# OBJECTIF A
Recopiez à l'identique le passage de l'extrait proposé qui commence par « Le plan de Wyatt » et se poursuit jusqu'à « du général Zachary Taylor. » inclus.

Floride, 1840. Les États-Unis luttent vainement depuis des années contre les Indiens Séminoles. Le lieutenant de marine Richard Tufts est chargé de mettre une embarcation au service de Quincy Wyatt, un officier hors du commun qui vit dans une ile, face aux terrains des combats, ayant rompu avec les usages et la discipline de l'armée régulière. Il porte ainsi une tenue plus proche du trappeur que d'un soldat. Très respecté de tous, Wyatt a un fils de six ans, dont la mère, une princesse indigène, est aujourd'hui décédée. Wyatt est néanmoins à la tête d'une petite troupe de 40 hommes que lui a confiée le général Zachary Taylor.
Le plan de Wyatt est d'attaquer et de détruire le fort voisin où les Séminoles se ravitaillent en armes grâce à des contrebandiers qui en ont pris le contrôle. Il pense pouvoir réussir sans autre appui que les quelques dizaines d'homme de son régiment. Wyatt a obtenu pour cette entreprise téméraire l'accord du général Zachary Taylor.
La petite groupe traverse le grand lac dans l'embarcation de Tufts et s'enfonce en territoire ennemi sur une trentaine de kilomètres, sans rencontrer d'opposition. Après avoir investi le fort et une brève échauffourée avec els contrebandiers, le capitaine ordonne sa destruction. Leur mission accomplie, les Américains rebroussent chemin après avoir libéré quelques prisonniers, dont une jeune femme, Judy Beckett.
Talonné par les Séminoles et dans l'impossibilité à s'embarquer sur le navire de Tufts sous le feu des Indiens, Wyatt s'enfonce dans les Everglades, infestés de serpents et de caïmans, sous la menace constante des Indiens.
Il y a 240 kilomètres à parcourir dans cet enfer. Les prisonniers libérés étant trop faibles pour suivre les soldats. Wyatt sépare sa troupe en deux groupes. Le premier, commandé par le sergent Shane, continue à pied en droite ligne. Le second, sous ses ordres, accepte de prendre le temps, et donc, le risque d'être rattrapé par les indiens, pour construire des canoës. Au fil de l'eau, le trajet sera ainsi moins éprouvant même s'il dure plusieurs jours. Durant le voyage, Wyatt fait plus ample connaissance avec Judy Beckett. Elle cherche à se faire passer pour une jeun fille de la haute société de Savannah. Wyatt devine médiatement qu'elle vient, comme lui, d'une des régions les plus pauvres de Géorgie. Elle est hanté par le désir de se venger d'un aristocrate de la ville qui, abusant de sa pauvreté et de sa jeunesse l'entretint quelques années avant de tuer son père qui avait enfin compris son ignominie.

# DONNÉES EXTRAITES

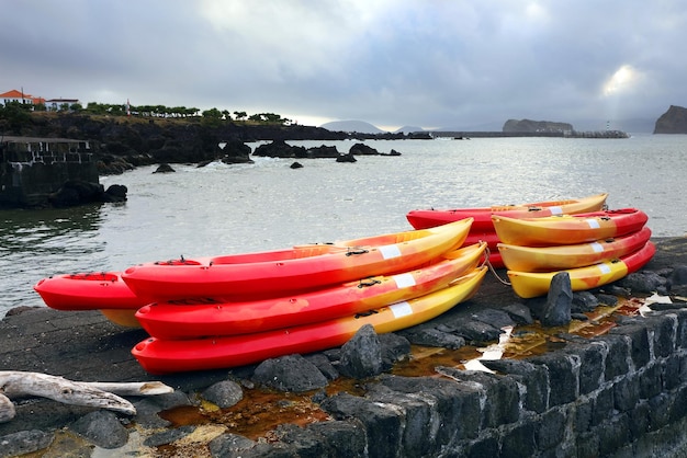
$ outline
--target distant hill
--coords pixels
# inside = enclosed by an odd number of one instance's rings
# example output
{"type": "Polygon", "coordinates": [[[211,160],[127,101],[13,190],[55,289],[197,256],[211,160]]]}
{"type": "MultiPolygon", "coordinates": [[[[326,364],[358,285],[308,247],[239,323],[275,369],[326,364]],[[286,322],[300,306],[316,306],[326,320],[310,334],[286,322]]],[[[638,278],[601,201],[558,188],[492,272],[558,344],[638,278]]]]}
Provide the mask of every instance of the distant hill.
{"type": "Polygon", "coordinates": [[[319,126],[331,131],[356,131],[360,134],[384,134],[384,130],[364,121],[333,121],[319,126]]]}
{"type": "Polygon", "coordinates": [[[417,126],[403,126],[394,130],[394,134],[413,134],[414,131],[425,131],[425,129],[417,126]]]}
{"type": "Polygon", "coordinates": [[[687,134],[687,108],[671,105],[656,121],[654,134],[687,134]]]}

==

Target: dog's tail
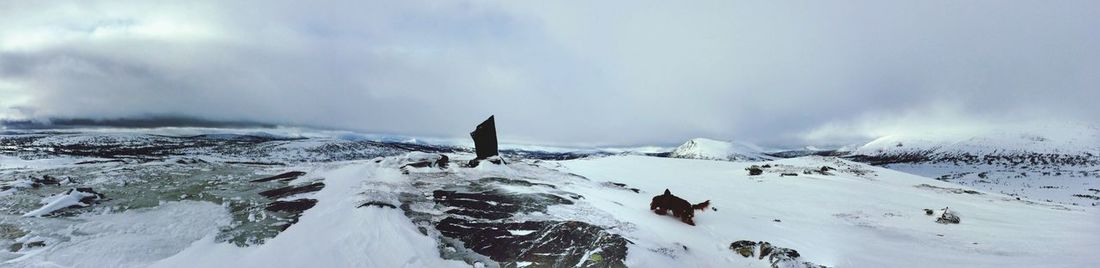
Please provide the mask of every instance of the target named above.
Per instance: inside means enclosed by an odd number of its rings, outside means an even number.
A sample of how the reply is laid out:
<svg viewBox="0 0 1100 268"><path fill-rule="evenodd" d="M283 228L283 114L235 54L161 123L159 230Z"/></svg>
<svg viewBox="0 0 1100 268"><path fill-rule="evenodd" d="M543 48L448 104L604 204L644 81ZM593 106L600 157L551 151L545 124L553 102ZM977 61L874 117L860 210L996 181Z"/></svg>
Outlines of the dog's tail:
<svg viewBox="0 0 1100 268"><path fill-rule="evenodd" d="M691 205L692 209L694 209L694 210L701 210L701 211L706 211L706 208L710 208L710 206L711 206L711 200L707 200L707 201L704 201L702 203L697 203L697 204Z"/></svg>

* * *

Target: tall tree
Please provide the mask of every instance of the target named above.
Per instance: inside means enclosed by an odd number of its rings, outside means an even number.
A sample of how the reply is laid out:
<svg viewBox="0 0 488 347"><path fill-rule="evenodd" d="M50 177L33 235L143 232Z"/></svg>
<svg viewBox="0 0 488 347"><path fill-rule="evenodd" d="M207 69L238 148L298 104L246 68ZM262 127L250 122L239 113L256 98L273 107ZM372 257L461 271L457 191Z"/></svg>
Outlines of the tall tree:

# OBJECTIF B
Transformez en tableau Markdown, avec les colonnes N° et Contenu, uniquement les lignes des entrées qui vont de celle qui contient « Target: dog's tail » jusqu'à celle qui contient « Outlines of the dog's », ces deux lignes comprises. Donnez à chaque ligne son numéro, omettez les lignes vides et laissez les images hors de votre réponse.

# SOLUTION COMPLÈTE A
Le plan de Wyatt est d'attaquer et de détruire le fort voisin où les Séminoles se ravitaillent en armes grâce à des contrebandiers qui en ont pris le contrôle. Il pense pouvoir réussir sans autre appui que les quelques dizaines d'homme de son régiment. Wyatt a obtenu pour cette entreprise téméraire l'accord du général Zachary Taylor.

# SOLUTION COMPLÈTE B
| N° | Contenu |
|---|---|
| 1 | Target: dog's tail |
| 2 | Please provide the mask of every instance of the target named above. |
| 3 | Per instance: inside means enclosed by an odd number of its rings, outside means an even number. |
| 4 | A sample of how the reply is laid out: |
| 5 | <svg viewBox="0 0 1100 268"><path fill-rule="evenodd" d="M283 228L283 114L235 54L161 123L159 230Z"/></svg> |
| 6 | <svg viewBox="0 0 1100 268"><path fill-rule="evenodd" d="M543 48L448 104L604 204L644 81ZM593 106L600 157L551 151L545 124L553 102ZM977 61L874 117L860 210L996 181Z"/></svg> |
| 7 | Outlines of the dog's tail: |